#### REQUEST
Answer these questions from the passage on the Amona outpost:
1. On what date does Trump take office?
2. Who is named as chairman of Bayit Yehudi?
3. What is the High Court-mandated deadline for the evacuation of Amona?

#### SUPPLIED PASSAGE
President-elect Donald Trump might oppose such a measure – thinking it would end any chance of him being able to broker what he has called the “ultimate deal” between Israel and the Palestinians – but Trump does not take office until January 20.
Obama, seeing other pieces of his legacy threatened by Trump, and lobbied heavily by some European governments and NGOs to leave a lasting mark on the Mideast, might be so rattled by the outpost legislation that he would take a dramatic step to counter it. And then, by the time Trump does enter office, it will be very difficult for him to undo what was already done at Turtle Bay.
Neither of those scenarios are science fiction.
Either one could conceivably transpire.
BAYIT YEHUDI chairman Naftali Bennett and the Amona residents and supporters could spare Netanyahu at least part of this nightmare by agreeing to the settlers voluntarily leaving the outpost and relocating nearby – and not demand to be repaid at this time with the bill to legalize illegal outposts as a quid pro quo.
This would prevent the issue from coming to a head now, under the Obama Administration and with threats of UN Security Council resolutions looming large. In another few weeks, with a new administration in office that might not be as forcefully opposed to all settlements everywhere, the US reaction might be different.
But Bayit Yehudi sees the current crisis over Amona as an opportunity to act for its constituents. What is at stake is not only the few dozen homes in Amona, but also thousands of others scattered in various outposts that were also built on private Palestinian land. The High Court-mandated December 25 deadline for the evacuation of Amona is an opportunity for it to be seen as not only saving Amona, but the other outposts as well. That has considerable political benefits in the battle for the Likud over rightwing voters.

#### LISTED RECORDS

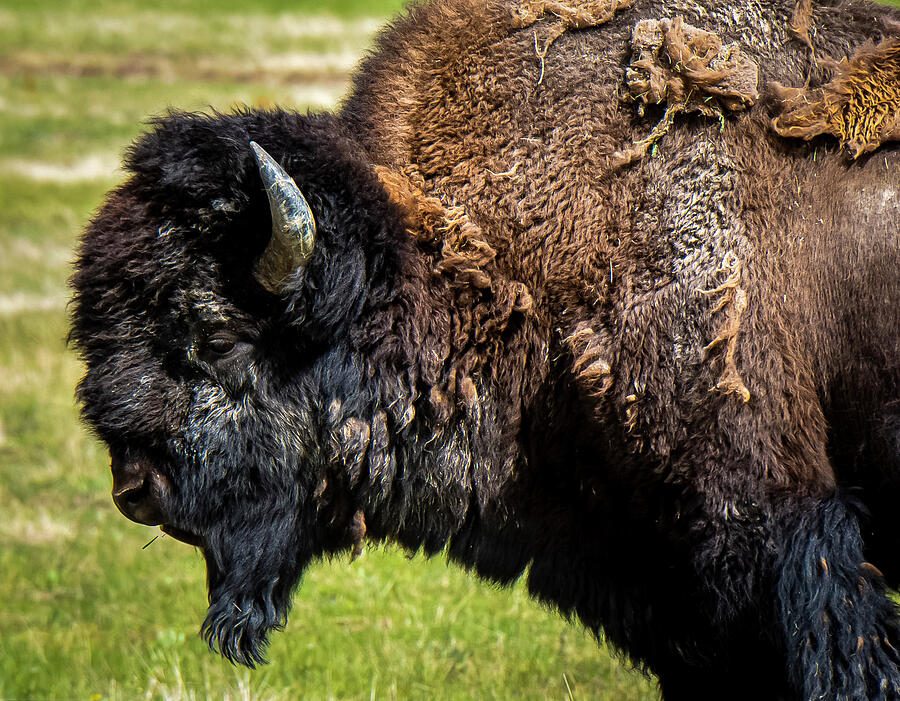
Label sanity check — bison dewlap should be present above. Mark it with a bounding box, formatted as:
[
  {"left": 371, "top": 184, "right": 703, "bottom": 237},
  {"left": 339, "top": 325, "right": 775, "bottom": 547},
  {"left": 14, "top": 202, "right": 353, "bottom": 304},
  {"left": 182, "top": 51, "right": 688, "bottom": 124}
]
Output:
[{"left": 71, "top": 0, "right": 900, "bottom": 701}]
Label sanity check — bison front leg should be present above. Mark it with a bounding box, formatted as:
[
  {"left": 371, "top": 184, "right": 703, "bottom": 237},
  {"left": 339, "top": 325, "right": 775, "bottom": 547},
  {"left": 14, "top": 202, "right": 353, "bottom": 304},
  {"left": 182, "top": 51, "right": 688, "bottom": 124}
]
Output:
[{"left": 775, "top": 496, "right": 900, "bottom": 699}]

#### EXERCISE OUTPUT
1. January 20
2. Naftali Bennett
3. December 25